Referring expression pointing data:
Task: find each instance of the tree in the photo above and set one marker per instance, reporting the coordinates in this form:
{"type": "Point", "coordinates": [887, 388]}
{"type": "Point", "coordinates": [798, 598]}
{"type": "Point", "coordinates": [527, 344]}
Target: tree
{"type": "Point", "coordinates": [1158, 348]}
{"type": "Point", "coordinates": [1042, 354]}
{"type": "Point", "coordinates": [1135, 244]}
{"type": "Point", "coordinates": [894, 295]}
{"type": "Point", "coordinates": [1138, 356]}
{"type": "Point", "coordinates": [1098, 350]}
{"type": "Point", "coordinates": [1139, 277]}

— Aim of the exercise —
Reproduce the entries so that each line reads exactly as it did before.

— Response box —
Task: find each instance of the tree in the photo above and set one marker per instance, reporting the coordinates in this form:
{"type": "Point", "coordinates": [887, 388]}
{"type": "Point", "coordinates": [798, 598]}
{"type": "Point", "coordinates": [527, 344]}
Target: tree
{"type": "Point", "coordinates": [1158, 348]}
{"type": "Point", "coordinates": [1042, 354]}
{"type": "Point", "coordinates": [1135, 244]}
{"type": "Point", "coordinates": [894, 295]}
{"type": "Point", "coordinates": [1138, 356]}
{"type": "Point", "coordinates": [1098, 350]}
{"type": "Point", "coordinates": [1139, 277]}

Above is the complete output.